Reading text START

Chou En-lai and I had a very interesting conversation on the way to the airport in Peking. He spoke of Mao’s poem which he wrote on returning to his hometown after thirty-two years. He returned to the point he has made quite often, that adversity is a great teacher. I related it to adversity generally, and pointed out that an election loss was really more painful than a physical wound in war. The latter wounds the body—the other wounds the spirit. On the other hand, the election loss helps to develop the strength and character which are essential for future battles. I said to Chou that I found that I had learned more from defeats than from victories, and that all I wanted was a life in which I had just one more victory than defeat.

I used also the example of de Gaulle in the wilderness for a period of years as a factor which helped build his character. He came back with a thought that men who travel on a smooth road all their life do not develop strength.

Chou said that I had a poetic turn of mind like Mao, when I had in my last toast said that it was not possible to build a bridge across 16,000 miles and twenty-two years in one week. Much of the Mao poetry, of course, is simply a vivid and colorful example.

He referred again to his admiration for
Six Crises
, and I jokingly said that he shouldn’t believe all the bad that the press said of me, and that I would follow the same practice with regard to him.
16

By day six, Nixon was exhausted and cranky. He complained privately that the press did not understand him, notwithstanding the best media coverage of his life. Still, he had been a masterful diplomat, plotting his game of triangular chess between China and Russia, winning no guarantees of help on North Vietnam but shrewdly playing rivals against each other. The endgame was tense—Kissinger had to find a formulation to paper over the future of Taiwan. The island refuge of the Nationalist Chinese government driven from the mainland
by the Communists in 1949 had been a protected ally of the United States—and a potential flashpoint in the Cold War. As vice president, Nixon had sat through anxious meetings of Eisenhower’s National Security Council, deliberating whether protecting Taiwan from a Red Chinese invasion was worth World War III. The crises over Taiwan seemed like relics of an earlier age, but the island remained a sore spot between China and America.

Reading text END

Work instruction 1:
Decide whether each statement below agrees with the excerpt on Nixon in Peking. Answer yes or no, and quote the words of the excerpt that settle it.
(a) The conversation took place on the way to the airport in Peking.
(b) By day six, Nixon had won guarantees of help on North Vietnam.
(c) Mao wrote his poem on returning to his hometown after twenty-two years.
Work instruction 2:
Answer these questions from the excerpt on Nixon in Peking.
(a) Whose years in the wilderness are offered as an example of character being built?
(b) In what year were the Nationalist Chinese driven from the mainland by the Communists?
(c) Whose National Security Council meetings did Nixon sit through as vice president?
Work instruction 3: Reproduce word for word the part of the excerpt on Nixon in Peking from "I used also" up to and including "regard to him.".

Data shown START

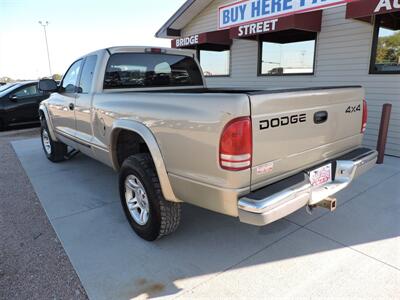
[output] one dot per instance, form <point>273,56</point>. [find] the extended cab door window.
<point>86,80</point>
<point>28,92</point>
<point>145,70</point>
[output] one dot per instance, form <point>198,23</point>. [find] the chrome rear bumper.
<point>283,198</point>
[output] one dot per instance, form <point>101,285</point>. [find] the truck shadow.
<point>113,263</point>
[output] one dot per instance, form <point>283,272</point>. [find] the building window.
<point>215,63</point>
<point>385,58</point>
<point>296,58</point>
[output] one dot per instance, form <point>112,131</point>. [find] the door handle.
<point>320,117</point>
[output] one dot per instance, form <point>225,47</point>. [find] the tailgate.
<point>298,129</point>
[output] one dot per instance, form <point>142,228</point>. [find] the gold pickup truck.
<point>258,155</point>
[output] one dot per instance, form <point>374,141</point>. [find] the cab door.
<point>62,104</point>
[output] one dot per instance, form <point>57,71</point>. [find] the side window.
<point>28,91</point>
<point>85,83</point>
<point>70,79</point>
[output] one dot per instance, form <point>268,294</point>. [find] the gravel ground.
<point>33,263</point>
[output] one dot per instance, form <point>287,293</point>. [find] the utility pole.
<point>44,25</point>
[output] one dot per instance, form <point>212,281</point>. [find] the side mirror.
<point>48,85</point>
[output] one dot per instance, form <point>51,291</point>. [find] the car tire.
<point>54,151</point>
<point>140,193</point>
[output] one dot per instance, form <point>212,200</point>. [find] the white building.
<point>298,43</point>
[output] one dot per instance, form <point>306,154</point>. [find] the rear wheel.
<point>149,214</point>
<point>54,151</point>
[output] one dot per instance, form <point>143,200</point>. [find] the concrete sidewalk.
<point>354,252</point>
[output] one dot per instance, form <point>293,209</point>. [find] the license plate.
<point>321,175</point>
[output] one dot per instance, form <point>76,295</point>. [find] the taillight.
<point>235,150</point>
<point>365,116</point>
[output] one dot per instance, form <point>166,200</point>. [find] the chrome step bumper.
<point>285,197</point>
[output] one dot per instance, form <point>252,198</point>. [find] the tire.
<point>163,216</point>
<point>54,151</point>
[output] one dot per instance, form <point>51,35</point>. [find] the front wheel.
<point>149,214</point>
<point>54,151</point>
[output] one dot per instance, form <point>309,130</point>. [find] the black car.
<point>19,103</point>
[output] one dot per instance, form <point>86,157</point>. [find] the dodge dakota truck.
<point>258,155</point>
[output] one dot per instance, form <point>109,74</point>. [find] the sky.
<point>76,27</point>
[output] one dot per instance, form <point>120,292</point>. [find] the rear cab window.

Data shown END
Data shown START

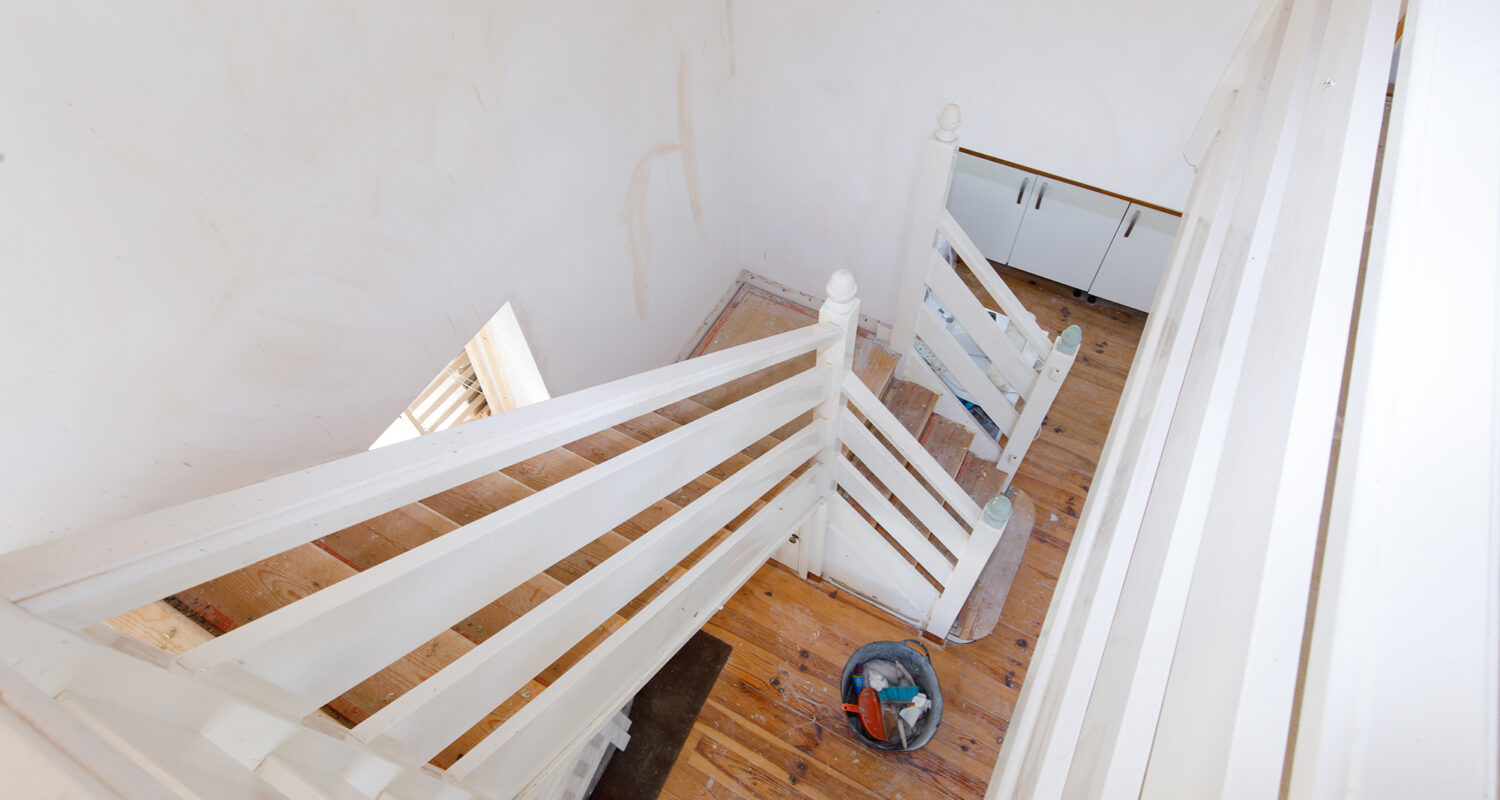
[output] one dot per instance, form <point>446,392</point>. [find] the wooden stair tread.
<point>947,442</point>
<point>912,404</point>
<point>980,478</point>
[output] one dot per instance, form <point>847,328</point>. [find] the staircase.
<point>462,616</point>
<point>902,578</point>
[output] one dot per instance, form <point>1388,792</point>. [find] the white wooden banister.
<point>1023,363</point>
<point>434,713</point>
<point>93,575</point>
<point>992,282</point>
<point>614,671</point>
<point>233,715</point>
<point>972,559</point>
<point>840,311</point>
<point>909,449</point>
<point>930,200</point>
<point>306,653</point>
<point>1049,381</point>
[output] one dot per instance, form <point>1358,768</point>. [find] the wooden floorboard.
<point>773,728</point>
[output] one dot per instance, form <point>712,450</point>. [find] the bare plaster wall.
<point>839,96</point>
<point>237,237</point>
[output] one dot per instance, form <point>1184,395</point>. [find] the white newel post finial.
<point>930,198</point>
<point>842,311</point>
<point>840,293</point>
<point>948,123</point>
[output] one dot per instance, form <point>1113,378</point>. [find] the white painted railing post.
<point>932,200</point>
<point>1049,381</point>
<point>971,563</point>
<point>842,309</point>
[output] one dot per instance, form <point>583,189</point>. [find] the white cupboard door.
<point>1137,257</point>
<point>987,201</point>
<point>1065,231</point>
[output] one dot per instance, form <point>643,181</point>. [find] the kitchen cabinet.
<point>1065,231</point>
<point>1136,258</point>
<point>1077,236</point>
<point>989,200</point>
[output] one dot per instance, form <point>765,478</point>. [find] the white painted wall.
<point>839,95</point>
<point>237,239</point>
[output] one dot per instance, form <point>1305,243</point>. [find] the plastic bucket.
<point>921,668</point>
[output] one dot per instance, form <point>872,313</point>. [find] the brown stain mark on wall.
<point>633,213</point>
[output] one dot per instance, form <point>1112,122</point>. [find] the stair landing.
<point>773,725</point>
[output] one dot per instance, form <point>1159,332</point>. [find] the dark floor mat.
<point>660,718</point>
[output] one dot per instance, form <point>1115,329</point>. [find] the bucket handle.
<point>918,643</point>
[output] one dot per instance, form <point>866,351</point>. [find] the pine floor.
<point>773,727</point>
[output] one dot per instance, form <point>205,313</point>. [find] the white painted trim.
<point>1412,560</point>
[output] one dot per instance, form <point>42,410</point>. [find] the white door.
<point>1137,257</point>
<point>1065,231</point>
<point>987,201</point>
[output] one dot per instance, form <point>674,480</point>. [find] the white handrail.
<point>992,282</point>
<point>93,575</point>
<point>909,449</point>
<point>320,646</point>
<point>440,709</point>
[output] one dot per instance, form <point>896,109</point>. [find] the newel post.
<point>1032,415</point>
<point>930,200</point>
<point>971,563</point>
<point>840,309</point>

Data shown END

Reply 1:
(a) Yes: "Chou En-lai and I had a very interesting conversation on the way to the airport in Peking."
(b) No: "winning no guarantees of help on North Vietnam"
(c) No: "which he wrote on returning to his hometown after thirty-two years"

Reply 2:
(a) De Gaulle's
(b) 1949
(c) Eisenhower's

Reply 3:
I used also the example of de Gaulle in the wilderness for a period of years as a factor which helped build his character. He came back with a thought that men who travel on a smooth road all their life do not develop strength.

Chou said that I had a poetic turn of mind like Mao, when I had in my last toast said that it was not possible to build a bridge across 16,000 miles and twenty-two years in one week. Much of the Mao poetry, of course, is simply a vivid and colorful example.

He referred again to his admiration for
Six Crises
, and I jokingly said that he shouldn’t believe all the bad that the press said of me, and that I would follow the same practice with regard to him.